Giving a presentation in any language can be scary, but when you have to present to people you don’t know, in a language you might not dominate (or even if you are fluent ), it can be downright terrifying. However, as an experienced presenter in Spanish—read here and here about how I did my entire degree abroad—I am here to tell you that you can do it! And it doesn’t have to be as scary as you initially think. Here are my top tips for getting through your presentations in a foreign language:

Prepare your notes:

Even if you are able to make things up as you go along in English, you should be aware that it is more difficult to control a topic in a non-native language. Therefore, take the extra hour or two to make sure you know what you want to say and how you want to say it. I know a lot of people—from all different backgrounds alike—who don’t bother to take the time to truly prepare their presentations and you can tell when they present. In addition, it will make life easier if you properly organize the content before you start preparing the presentation because then you will have you bases covered.

Pro-tip: If you’ve already prepared an assignment or paper around the topic, use this as your guide (even if it is in English). This will help you feel comfortable that you say what you have to say.

Prepare your slides:.

WHAT THIS EXERCISE ASKS:
**A.** In the text on presenting in a foreign language, what does the pro-tip suggest using as a guide?
**B.** Carry on writing the text on presenting in a foreign language from the point where it stops.
The entries that follow have nothing to do with the text on presenting in a foreign language.

LISTED RECORDS:
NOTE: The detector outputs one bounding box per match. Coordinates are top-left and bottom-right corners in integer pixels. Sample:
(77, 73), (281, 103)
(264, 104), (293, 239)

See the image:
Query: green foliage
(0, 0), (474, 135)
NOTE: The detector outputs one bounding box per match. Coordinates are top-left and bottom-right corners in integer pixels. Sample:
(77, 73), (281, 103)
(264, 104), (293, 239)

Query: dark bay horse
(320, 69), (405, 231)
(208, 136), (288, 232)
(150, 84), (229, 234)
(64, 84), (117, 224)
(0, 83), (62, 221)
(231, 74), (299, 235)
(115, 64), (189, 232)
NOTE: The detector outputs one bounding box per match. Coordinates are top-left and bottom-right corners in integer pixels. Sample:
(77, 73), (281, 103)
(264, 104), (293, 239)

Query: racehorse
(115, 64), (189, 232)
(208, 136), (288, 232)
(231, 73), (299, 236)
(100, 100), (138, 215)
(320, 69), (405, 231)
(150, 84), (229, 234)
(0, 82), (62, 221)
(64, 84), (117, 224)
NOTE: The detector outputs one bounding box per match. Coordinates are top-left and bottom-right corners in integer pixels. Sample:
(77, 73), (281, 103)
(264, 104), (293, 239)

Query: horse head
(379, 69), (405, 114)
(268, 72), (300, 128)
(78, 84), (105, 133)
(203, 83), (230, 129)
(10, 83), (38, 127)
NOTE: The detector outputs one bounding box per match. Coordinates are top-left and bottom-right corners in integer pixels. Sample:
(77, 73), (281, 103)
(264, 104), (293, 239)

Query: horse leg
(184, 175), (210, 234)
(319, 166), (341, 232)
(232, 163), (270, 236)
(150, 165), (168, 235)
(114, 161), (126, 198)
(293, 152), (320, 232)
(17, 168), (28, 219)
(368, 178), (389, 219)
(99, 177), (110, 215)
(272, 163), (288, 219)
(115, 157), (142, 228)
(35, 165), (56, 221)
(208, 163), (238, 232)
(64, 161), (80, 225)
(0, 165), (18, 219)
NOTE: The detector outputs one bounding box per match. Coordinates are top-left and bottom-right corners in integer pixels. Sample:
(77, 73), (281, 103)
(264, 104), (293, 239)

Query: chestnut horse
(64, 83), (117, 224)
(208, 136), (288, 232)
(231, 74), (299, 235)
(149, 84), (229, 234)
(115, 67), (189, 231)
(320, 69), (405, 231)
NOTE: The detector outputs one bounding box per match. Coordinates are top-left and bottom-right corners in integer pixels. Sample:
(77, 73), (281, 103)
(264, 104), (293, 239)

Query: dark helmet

SET OF ANSWERS:
**A.** An assignment or paper you have already prepared on the topic, even if it is in English.

**B.**
Once you know what you want to say and how you want to say it, you can start to prepare the visual part of your presentation (whether it be a PowerPoint, Prezi, or other tool). Make sure that the visual cues you give yourself help your words flow. My personal preference is to use a little bit of text and let your words speak for themselves (you don’t want people reading the slides instead of listening to you). Consider using keywords or photos that you can connect to your content instead of reading directly off the slide. At the same time, make sure you know what works for you and prepare accordingly.

Think about it this way: Your slides should act as an outline for what you want to say, helping your listeners follow along or jot down key points. However,if you need notes, consider bringing them along separately.

While you may feel stupid talking to yourself (maybe in front of a mirror) or practicing with your housemate, the first time through a presentation always feels harder than the second or third. If you have time to practice a time or two before you get in front of your final crowd, you can make sure you feel your way around words that you don’t feel comfortable with (potentially switching them out for others) and confirm that your presentation makes sense.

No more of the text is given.